◆ TASK BRIEF: Turn every line of the records below into a numbered list, skipping blank lines. Leave the pictures out of your answer.

(Position annotation records)
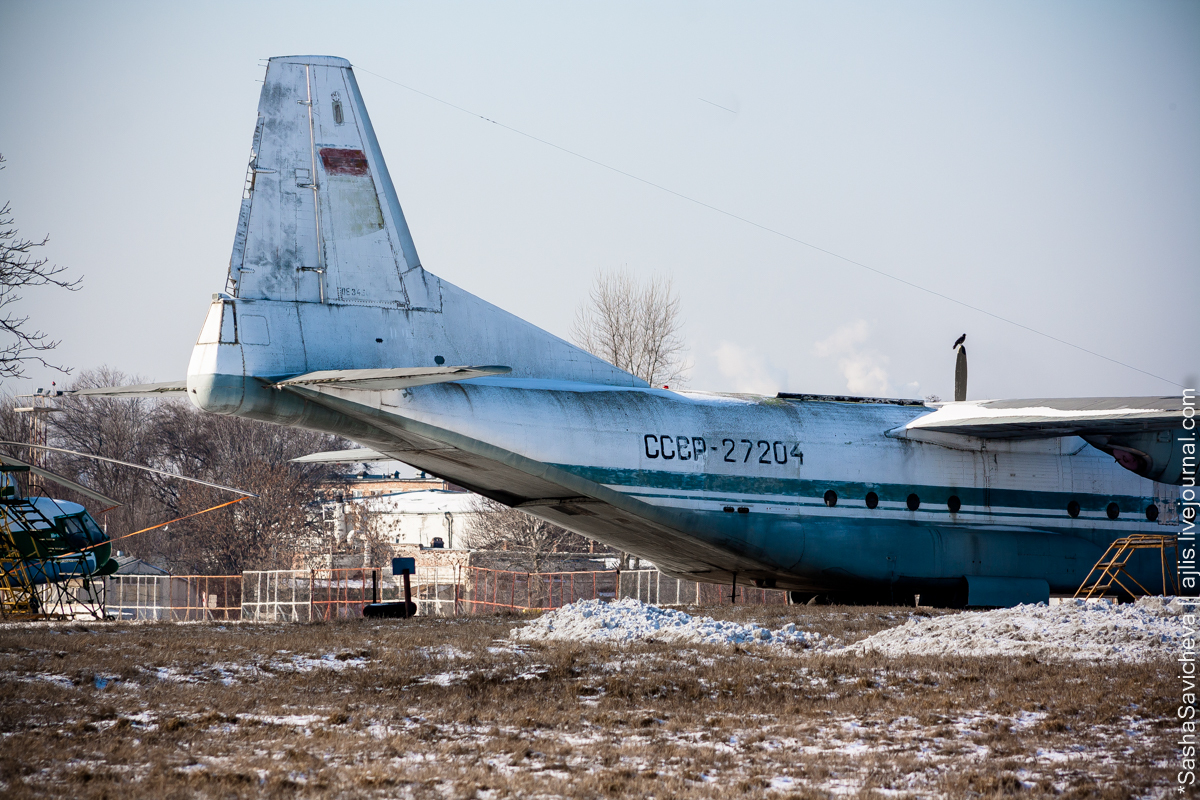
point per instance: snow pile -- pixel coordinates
(1073, 630)
(631, 620)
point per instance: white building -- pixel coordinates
(426, 518)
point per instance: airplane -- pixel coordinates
(329, 322)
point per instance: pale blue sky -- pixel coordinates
(1038, 160)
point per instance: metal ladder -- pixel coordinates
(1110, 569)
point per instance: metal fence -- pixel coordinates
(173, 596)
(311, 595)
(449, 590)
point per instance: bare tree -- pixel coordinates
(21, 269)
(126, 429)
(635, 326)
(496, 527)
(262, 533)
(377, 551)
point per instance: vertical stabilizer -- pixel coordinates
(324, 274)
(319, 217)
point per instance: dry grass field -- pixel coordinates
(450, 709)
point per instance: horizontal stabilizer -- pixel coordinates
(388, 379)
(353, 456)
(139, 390)
(1043, 419)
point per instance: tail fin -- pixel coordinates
(324, 274)
(319, 217)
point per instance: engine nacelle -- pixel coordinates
(1157, 455)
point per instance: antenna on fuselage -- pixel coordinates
(960, 370)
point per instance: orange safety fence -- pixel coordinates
(173, 596)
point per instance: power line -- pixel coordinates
(767, 228)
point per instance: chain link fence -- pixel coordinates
(444, 590)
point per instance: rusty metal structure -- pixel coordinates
(1111, 569)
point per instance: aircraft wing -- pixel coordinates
(1051, 417)
(138, 390)
(385, 379)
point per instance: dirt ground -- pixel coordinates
(449, 708)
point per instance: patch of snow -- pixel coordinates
(1149, 629)
(631, 620)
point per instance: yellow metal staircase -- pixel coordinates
(1110, 570)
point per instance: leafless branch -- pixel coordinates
(635, 326)
(19, 269)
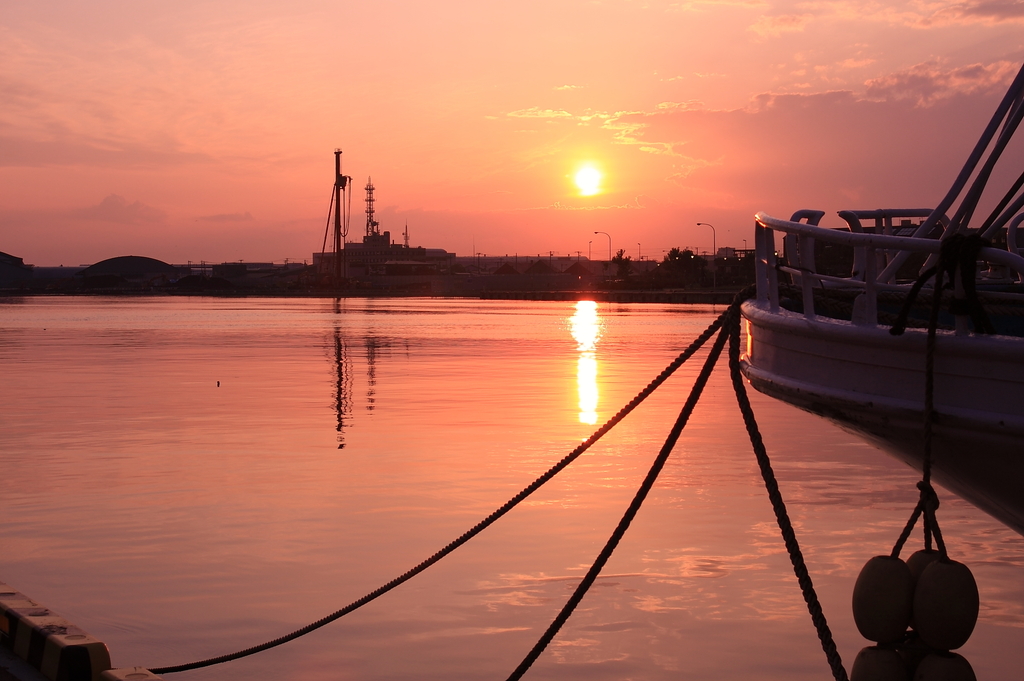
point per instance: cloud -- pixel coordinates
(227, 217)
(536, 112)
(990, 11)
(926, 83)
(115, 209)
(776, 26)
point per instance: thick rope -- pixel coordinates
(631, 511)
(475, 529)
(778, 506)
(958, 253)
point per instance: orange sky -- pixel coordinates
(205, 130)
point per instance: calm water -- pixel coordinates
(348, 439)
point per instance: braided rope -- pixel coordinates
(631, 511)
(781, 515)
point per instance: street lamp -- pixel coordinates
(609, 242)
(714, 252)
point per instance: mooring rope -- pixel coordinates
(958, 252)
(475, 529)
(781, 515)
(631, 511)
(730, 331)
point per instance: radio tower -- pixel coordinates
(372, 224)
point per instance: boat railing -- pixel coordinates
(869, 279)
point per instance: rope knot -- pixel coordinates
(929, 498)
(957, 252)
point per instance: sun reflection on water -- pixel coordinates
(586, 329)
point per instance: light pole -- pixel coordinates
(714, 252)
(609, 242)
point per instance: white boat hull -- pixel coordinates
(872, 383)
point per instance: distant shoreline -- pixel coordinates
(664, 297)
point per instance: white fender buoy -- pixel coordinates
(944, 667)
(877, 664)
(945, 604)
(883, 597)
(918, 562)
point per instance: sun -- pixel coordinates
(588, 179)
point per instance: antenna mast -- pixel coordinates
(372, 224)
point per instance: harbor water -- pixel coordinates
(184, 477)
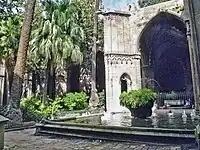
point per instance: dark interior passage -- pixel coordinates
(165, 55)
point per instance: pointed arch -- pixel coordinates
(161, 41)
(153, 19)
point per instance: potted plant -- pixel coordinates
(139, 102)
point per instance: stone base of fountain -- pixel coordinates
(122, 128)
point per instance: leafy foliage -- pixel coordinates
(145, 3)
(58, 35)
(35, 108)
(74, 101)
(137, 98)
(9, 35)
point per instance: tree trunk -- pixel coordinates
(51, 80)
(19, 71)
(13, 111)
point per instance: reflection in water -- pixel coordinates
(161, 121)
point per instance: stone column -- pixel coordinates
(3, 120)
(114, 44)
(192, 18)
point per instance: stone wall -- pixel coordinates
(122, 32)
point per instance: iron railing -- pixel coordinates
(174, 98)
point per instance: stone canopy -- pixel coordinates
(125, 50)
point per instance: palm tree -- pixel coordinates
(9, 41)
(20, 67)
(58, 38)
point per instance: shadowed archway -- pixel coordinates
(125, 82)
(165, 64)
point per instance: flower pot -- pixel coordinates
(143, 111)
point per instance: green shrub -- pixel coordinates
(74, 101)
(137, 98)
(35, 108)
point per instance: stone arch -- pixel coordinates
(125, 82)
(152, 19)
(160, 42)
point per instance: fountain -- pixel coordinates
(161, 127)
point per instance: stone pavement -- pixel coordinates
(26, 140)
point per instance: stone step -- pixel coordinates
(117, 133)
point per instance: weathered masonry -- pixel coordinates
(146, 47)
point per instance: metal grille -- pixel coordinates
(174, 98)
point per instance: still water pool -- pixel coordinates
(122, 119)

◆ EXERCISE SOLUTION:
1. point per instance: snow pile -- pixel coordinates
2. (1073, 630)
3. (631, 620)
4. point per instance: white building -- pixel coordinates
5. (426, 518)
6. point per instance: airplane -- pixel coordinates
7. (329, 322)
8. point per instance: pale blue sky -- pixel coordinates
9. (1038, 160)
10. point per instance: metal ladder -- pixel coordinates
11. (1110, 569)
12. point per instance: metal fence -- pixel coordinates
13. (173, 596)
14. (311, 595)
15. (449, 590)
16. point per instance: bare tree -- pixel coordinates
17. (21, 269)
18. (126, 429)
19. (635, 326)
20. (496, 527)
21. (262, 533)
22. (377, 551)
23. point per instance: vertical stabilizer -- pixel coordinates
24. (324, 274)
25. (319, 217)
26. point per instance: dry grass field -- pixel coordinates
27. (450, 709)
28. point per instance: horizontal stabilizer -- pixel coordinates
29. (388, 379)
30. (353, 456)
31. (139, 390)
32. (1043, 419)
33. point per instance: tail fin -- pixel coordinates
34. (324, 274)
35. (319, 217)
36. point per instance: engine nacelle -- pixel coordinates
37. (1157, 455)
38. point per instance: antenna on fuselage -- pixel coordinates
39. (960, 370)
40. point per instance: orange safety fence -- pixel coordinates
41. (173, 596)
42. point per instance: power line -- pixel coordinates
43. (767, 228)
44. point per instance: chain link fence -- pixel coordinates
45. (444, 590)
46. point per instance: rusty metal structure -- pixel coordinates
47. (1111, 569)
48. point per instance: aircraft wing -- pixel coordinates
49. (1051, 417)
50. (138, 390)
51. (385, 379)
52. point per instance: dirt ground -- pixel coordinates
53. (449, 708)
54. point per instance: patch of snow -- pixel coordinates
55. (1149, 629)
56. (631, 620)
57. point per instance: yellow metal staircase -- pixel coordinates
58. (1110, 570)
59. point per instance: leafless branch -- pixel coordinates
60. (635, 326)
61. (19, 269)
62. point per instance: cloud -- pixel coordinates
63. (227, 217)
64. (536, 112)
65. (990, 11)
66. (926, 83)
67. (115, 209)
68. (776, 26)
69. point per instance: thick rope -- pixel coordinates
70. (631, 511)
71. (475, 529)
72. (778, 506)
73. (958, 253)
74. point per instance: orange sky -- pixel coordinates
75. (205, 130)
76. point per instance: calm water -- pixel coordinates
77. (348, 439)
78. point per instance: braided rope -- pixel coordinates
79. (631, 511)
80. (781, 515)
81. point per instance: street lamp -- pixel coordinates
82. (609, 242)
83. (714, 252)
84. point per instance: mooring rope -- pixel coordinates
85. (958, 252)
86. (475, 529)
87. (781, 515)
88. (631, 511)
89. (730, 331)
90. point per instance: radio tower -- pixel coordinates
91. (372, 224)
92. point per instance: boat railing -- pixel coordinates
93. (869, 279)
94. point per instance: rope knot -- pixel coordinates
95. (929, 498)
96. (957, 252)
97. point per instance: sun reflection on water -- pixel coordinates
98. (586, 329)
99. point per instance: light pole -- pixel coordinates
100. (714, 252)
101. (609, 242)
102. point per instance: white boat hull -- pixel coordinates
103. (872, 383)
104. point per instance: distant shoreline -- pixel coordinates
105. (664, 297)
106. point per instance: white fender buoy -- pixel coordinates
107. (944, 667)
108. (877, 664)
109. (945, 604)
110. (883, 597)
111. (918, 562)
112. point per instance: sun -- pixel coordinates
113. (588, 179)
114. point per instance: antenna mast -- pixel coordinates
115. (372, 224)
116. point per instance: harbor water -- pixel coordinates
117. (184, 477)
118. point per instance: dark interior passage -- pixel coordinates
119. (165, 55)
120. point per instance: pointed arch -- pixel coordinates
121. (161, 41)
122. (153, 19)
123. point per instance: potted plant -- pixel coordinates
124. (139, 102)
125. point per instance: stone base of fountain -- pixel coordinates
126. (122, 128)
127. point per instance: leafy foliage -- pixel coordinates
128. (145, 3)
129. (58, 35)
130. (35, 108)
131. (74, 101)
132. (137, 98)
133. (9, 35)
134. point per instance: tree trunk -- pixel coordinates
135. (51, 80)
136. (19, 71)
137. (13, 111)
138. point per instance: reflection in water -- pixel coordinates
139. (161, 121)
140. point per instance: stone column -- pixel coordinates
141. (3, 120)
142. (114, 44)
143. (192, 18)
144. point per instance: stone wall -- pixel coordinates
145. (122, 32)
146. point per instance: iron railing -- pixel coordinates
147. (174, 98)
148. point per instance: stone canopy -- pixel coordinates
149. (125, 50)
150. point per instance: palm tree -- pixel coordinates
151. (9, 41)
152. (20, 67)
153. (58, 38)
154. point per instance: shadowed archway -- pixel coordinates
155. (125, 82)
156. (165, 64)
157. point per instance: flower pot -- pixel coordinates
158. (143, 111)
159. point per instance: green shrub -- pixel coordinates
160. (74, 101)
161. (137, 98)
162. (35, 108)
163. point per instance: stone arch -- pixel coordinates
164. (125, 82)
165. (152, 19)
166. (160, 42)
167. point per instance: fountain -- pixel coordinates
168. (161, 127)
169. point per instance: stone pavement -- pixel coordinates
170. (26, 140)
171. point per instance: stone step -- pixel coordinates
172. (117, 133)
173. point per instance: weathered masonry -- pixel coordinates
174. (146, 47)
175. point per instance: metal grille -- pixel coordinates
176. (174, 98)
177. point per instance: still water pool -- pixel coordinates
178. (122, 119)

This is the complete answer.